> [Coordinate annotation records]:
--- Begin ---
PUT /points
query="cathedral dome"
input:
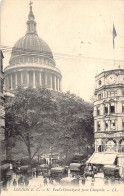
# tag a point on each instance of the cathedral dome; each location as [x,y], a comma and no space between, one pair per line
[32,63]
[31,48]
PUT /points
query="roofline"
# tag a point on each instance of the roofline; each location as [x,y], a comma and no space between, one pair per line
[108,71]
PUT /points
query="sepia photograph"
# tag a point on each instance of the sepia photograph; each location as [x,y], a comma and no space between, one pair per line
[61,97]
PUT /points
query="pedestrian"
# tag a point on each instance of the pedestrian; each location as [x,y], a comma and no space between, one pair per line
[20,181]
[45,181]
[83,180]
[14,183]
[92,182]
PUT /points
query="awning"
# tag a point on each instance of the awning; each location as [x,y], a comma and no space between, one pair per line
[75,166]
[5,166]
[109,159]
[102,158]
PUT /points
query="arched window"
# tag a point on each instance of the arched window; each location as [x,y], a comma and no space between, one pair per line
[110,146]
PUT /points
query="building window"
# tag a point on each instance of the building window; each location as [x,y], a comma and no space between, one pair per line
[100,96]
[106,125]
[112,108]
[106,109]
[112,124]
[111,93]
[98,126]
[98,111]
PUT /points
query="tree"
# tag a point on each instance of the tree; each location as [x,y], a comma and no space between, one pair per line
[41,118]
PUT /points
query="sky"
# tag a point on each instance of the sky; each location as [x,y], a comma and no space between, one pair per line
[79,33]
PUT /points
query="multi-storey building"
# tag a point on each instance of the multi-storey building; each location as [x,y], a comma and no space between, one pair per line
[109,118]
[2,112]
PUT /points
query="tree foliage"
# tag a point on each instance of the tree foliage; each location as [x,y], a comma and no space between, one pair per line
[40,118]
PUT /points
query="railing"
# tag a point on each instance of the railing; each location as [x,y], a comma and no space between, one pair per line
[109,134]
[109,148]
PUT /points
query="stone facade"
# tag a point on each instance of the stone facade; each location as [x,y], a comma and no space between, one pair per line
[2,112]
[109,113]
[32,63]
--- End ---
> [Instructions to follow]: Transcribe the records above exactly, omitting every picture they contain.

> [Output of the exercise]:
PUT /points
query="cathedral dome"
input:
# tag a point on each instance of the cathedral dome; each location as [x,y], a comma and no space between, one pair per line
[32,63]
[31,48]
PUT /points
query="roofline"
# tag a point on each instance of the roofline; each location as [x,y], a comma and no space between, one pair per line
[108,71]
PUT /points
query="sepia photograph"
# tag a point on each instance of the sepia photograph; each location as [x,y], a comma and no space between, one pair per line
[61,97]
PUT /points
query="pedestrian"
# tag a point on each instance of the pedestrian; each location as [x,y], a comma and no space between, one pair per line
[20,181]
[45,181]
[83,180]
[14,183]
[92,182]
PUT /points
query="awning"
# tag a point on each instance of the awning; each location as [x,y], a comma and no space between, one pair per line
[75,166]
[5,166]
[109,159]
[102,158]
PUT /points
query="arched window"
# tag a point on each instance of the arched window; each location as [x,y], a comma and no space between, one pair per line
[110,146]
PUT /points
query="building window"
# tag a point on each instance of the building window; each location as [x,y], a comma and no space between, one pair per line
[100,96]
[106,125]
[112,108]
[106,109]
[112,124]
[111,93]
[98,126]
[98,111]
PUT /points
query="tree"
# tag a point on each instance of the tree; each location as [x,y], a comma and no space between, one pair per line
[41,118]
PUT /points
query="sky"
# tag a point on each instance of the sky; each location as [x,y], a comma and no space between, one pair per line
[79,33]
PUT /points
query="multi-storey building"
# tag a point on each instance of the multi-storey building; each location as [x,y], a comma and no space between, one pair per line
[109,118]
[2,112]
PUT /points
query="tree foliage"
# tag a point on each instance of the tree foliage; each location as [x,y], a comma and no space between, one pair per line
[40,118]
PUT /points
query="railing"
# tag a point on each instance of the railing; each location as [x,y], a comma and no space between, one pair per line
[109,134]
[109,148]
PUT /points
query="stone facade"
# tag a point on each instance of the stone facade; each location as [x,y], a comma and no space between, one pair per line
[2,112]
[109,113]
[32,63]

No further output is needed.